記事 –
+===+
文章の要約

なな投稿 2019/6/16 22:29

高3 文系 大阪府

大阪体育大学教育学部志望

GWに行われた河合マーク模試の1つ目の文章を
塾の先生から要約してきて。と言われました。
ただ、私は文章の要約をして何になるのか、
どのように次へと繋がっていくのかわかりません。
なんなら、要約の仕方もわからないです。
やる意味をまだ私は感じていないです。

回答

こうしん投稿 2019/6/17 02:49

京都大学理学部

こんばんは!
こうしんです!

文章の要約について一通り説明しますね。僕の観点ですが、モチベUPにつながると嬉しいです!
・文章要約の意味とは
・文章要約の方法
について説明します!

・文章要約の意味とは

単純に、文章を要約することができる、ということは文章を理解しているということと同義です。なぜなら、文章を要約するとは、「文章を通して作者が伝えたい情報を抽出、または探し出して簡潔な文章にまとめる」作業のことを言います。
なので、文章を要約の練習が今のうちにできていれば、様々な情報を素早く読み取り素早く簡潔な情報にまとめるといった、日常的にも有効なスキルの育成になります。
現在は情報社会ですので、要約が上手くできると、多くの場面で役に立つでしょう。

また他の教科にも応用できます。特に現代文には非常に有効です。要約には文章の構造を素早く読み取る技術が必要なので、その技術を要約で体得してしまえば現代文の構造把握の力になること間違いありません。
+===+
座標注釈の記録 –
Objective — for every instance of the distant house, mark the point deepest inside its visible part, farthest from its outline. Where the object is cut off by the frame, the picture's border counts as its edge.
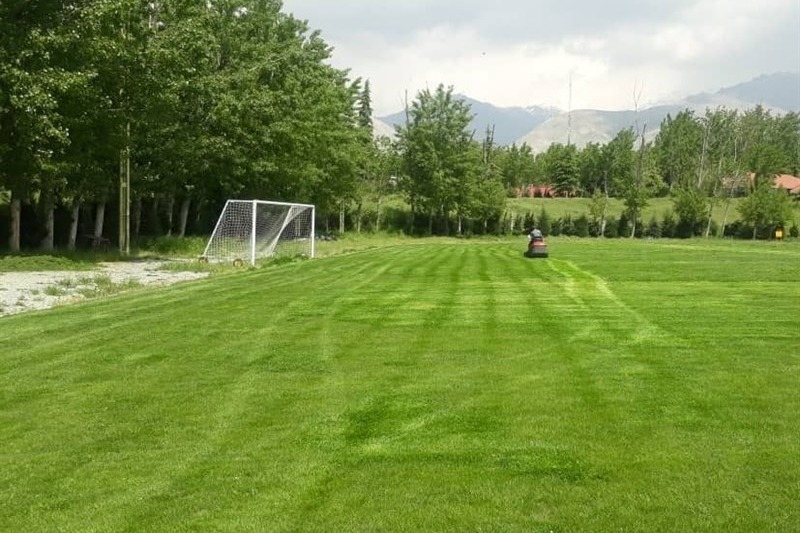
(791, 184)
(536, 191)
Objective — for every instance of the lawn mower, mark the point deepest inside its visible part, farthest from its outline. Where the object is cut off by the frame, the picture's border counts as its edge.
(536, 248)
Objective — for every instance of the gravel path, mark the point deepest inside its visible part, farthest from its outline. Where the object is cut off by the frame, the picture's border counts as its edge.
(27, 291)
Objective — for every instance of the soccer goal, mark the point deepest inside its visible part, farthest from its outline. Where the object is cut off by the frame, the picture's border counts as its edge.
(248, 230)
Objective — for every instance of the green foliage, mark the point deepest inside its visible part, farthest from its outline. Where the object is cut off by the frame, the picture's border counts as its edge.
(544, 223)
(678, 146)
(690, 206)
(765, 209)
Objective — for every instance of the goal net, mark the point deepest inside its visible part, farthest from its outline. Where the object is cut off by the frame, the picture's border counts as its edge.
(248, 230)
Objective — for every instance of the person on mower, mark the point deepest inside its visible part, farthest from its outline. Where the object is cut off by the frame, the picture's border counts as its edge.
(535, 234)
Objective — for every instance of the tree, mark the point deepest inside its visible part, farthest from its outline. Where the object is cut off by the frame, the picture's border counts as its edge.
(678, 146)
(432, 143)
(765, 208)
(517, 166)
(33, 73)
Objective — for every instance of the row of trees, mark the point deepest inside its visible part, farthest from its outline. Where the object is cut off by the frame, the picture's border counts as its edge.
(701, 161)
(174, 106)
(189, 102)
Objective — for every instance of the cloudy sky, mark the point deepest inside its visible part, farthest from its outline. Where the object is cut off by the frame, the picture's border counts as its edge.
(524, 52)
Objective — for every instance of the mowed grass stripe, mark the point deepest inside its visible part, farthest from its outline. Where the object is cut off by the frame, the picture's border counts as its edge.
(443, 387)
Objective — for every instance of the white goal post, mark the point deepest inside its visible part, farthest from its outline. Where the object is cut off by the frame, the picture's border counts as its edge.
(248, 230)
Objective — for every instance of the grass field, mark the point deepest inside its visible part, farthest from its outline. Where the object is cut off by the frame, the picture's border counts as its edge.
(631, 386)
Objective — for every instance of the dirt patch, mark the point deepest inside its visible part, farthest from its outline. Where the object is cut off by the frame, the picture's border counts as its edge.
(28, 291)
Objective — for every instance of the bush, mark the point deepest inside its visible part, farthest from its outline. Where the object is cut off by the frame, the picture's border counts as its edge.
(612, 228)
(668, 226)
(555, 228)
(544, 222)
(581, 226)
(623, 226)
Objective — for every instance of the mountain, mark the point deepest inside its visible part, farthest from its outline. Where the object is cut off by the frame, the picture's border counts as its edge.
(540, 126)
(777, 92)
(590, 125)
(509, 123)
(780, 93)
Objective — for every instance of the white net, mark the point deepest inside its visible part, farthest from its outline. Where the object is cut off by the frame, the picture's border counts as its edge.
(248, 230)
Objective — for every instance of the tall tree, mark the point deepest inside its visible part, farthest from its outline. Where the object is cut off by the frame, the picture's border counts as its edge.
(432, 143)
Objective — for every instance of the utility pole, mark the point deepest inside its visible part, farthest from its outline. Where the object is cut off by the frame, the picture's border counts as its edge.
(125, 156)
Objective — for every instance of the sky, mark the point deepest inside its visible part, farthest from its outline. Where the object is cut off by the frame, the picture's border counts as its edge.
(569, 54)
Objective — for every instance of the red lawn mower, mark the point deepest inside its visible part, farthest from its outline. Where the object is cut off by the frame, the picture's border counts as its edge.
(536, 248)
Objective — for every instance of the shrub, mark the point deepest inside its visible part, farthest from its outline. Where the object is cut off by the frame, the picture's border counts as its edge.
(581, 226)
(555, 228)
(612, 228)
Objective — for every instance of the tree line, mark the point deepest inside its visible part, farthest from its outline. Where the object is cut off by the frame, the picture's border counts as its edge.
(181, 105)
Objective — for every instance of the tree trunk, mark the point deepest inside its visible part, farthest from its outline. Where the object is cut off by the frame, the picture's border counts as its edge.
(184, 216)
(136, 217)
(47, 244)
(378, 216)
(170, 209)
(155, 218)
(16, 223)
(99, 219)
(73, 225)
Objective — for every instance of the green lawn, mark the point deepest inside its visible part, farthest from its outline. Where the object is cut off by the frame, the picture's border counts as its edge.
(631, 386)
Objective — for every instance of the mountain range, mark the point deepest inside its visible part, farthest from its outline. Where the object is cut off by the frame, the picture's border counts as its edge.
(540, 126)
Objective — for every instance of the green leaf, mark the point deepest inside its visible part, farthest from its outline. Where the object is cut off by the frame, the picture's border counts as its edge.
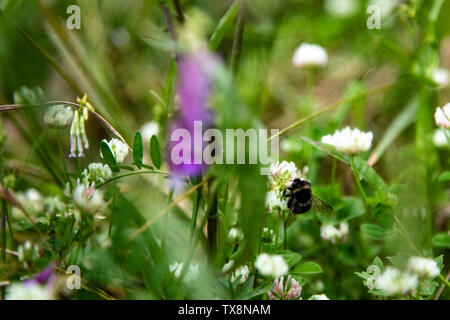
+===+
作業内容 –
(1) 要約についての記事から、「なな投稿 2019/6/16 22:29」から「やる意味をまだ私は感じていないです。」までの部分をすべてそのまま書き出してください。
(2) 要約についての記事の続きを、示されている最後の文の後から書き継いでください。

課題ごとの結果 –
(1)
なな投稿 2019/6/16 22:29

高3 文系 大阪府

大阪体育大学教育学部志望

GWに行われた河合マーク模試の1つ目の文章を
塾の先生から要約してきて。と言われました。
ただ、私は文章の要約をして何になるのか、
どのように次へと繋がっていくのかわかりません。
なんなら、要約の仕方もわからないです。
やる意味をまだ私は感じていないです。

(2)
さらには記述問題にも役に立ちます。先走った説明になりますが、上記の要約を達成するには「構造の素早い把握と、読み取った情報構造の素早い構造化(文章の構成)」が鍵になります。この後者のスキルが記述問題に生かされます。記述問題は、「分かりやすく正確に」が求められるので、構造化ができればかなり大きな武器になること間違い無いです。

とこのように、「要約」自体に意味があるのではなく、要約のスキル育成に伴う副次的なスキル育成が大きな意味となって、今後の将来に生かされます。

ところが、当たり前ですがこのスキル、非常に難しいです。当たり前です。「構造の把握」と「構造化」というレベルの高い2つの技術を一辺に使うわけですから。
なので、方法論を学ばないまま「要約してきて」と言われたのであれば、その絶望さ加減、心中お察し致します。
後述する方法論が質問者様の参考になれば幸いです。

・文章要約の方法

前述した通り、文章要約は2つのスキル「情報構造の読み取り」、「構造化」のスキルで構成されています。
現代文の要約にも対応できるよう、一つずつ一般的な説明をした後、英語の要約にも触れます。長くなりますが見てもらえると幸いです。

「情報構造の読み取り」
情報構造というのは、一言で言えば文脈です。話の流れです。つまり話がどう展開していくかを把握することがこのスキルの目標です。
ではどう把握するのか?
→文章の構成の基本を学び、文章の構成が何に当てはまるかを考える。ですね。
文章構成の基本とは、「具体抽象」、「因果関係」といった論理の流れを含む話者の技法を、「①なんの目的なのために」、「②どういう情報を含むのか」という点で把握していることです。(各点①②で説明ます)
一つずつ説明していきましょう。

・抽象→具体
①抽象部分の細かい説明のために具体例で説明する形。
②抽象部分のみが大事な情報です。

・譲歩→逆説→主張
①筆者への対立意見を譲歩することによって潰し、自分の意見を強調するのが目的。
②伝えたいことはあくまで主張なので、主張部分のみが大事な情報です。

・対比
①これも対立命題を出すことで、自身の意見を際立たせているのが目的。ただし、自分の意見の説明の中で対比を用いてる場合もあるので注意。
例)主張「科学者と哲学者はどちらも必要」
→どっちも説明する。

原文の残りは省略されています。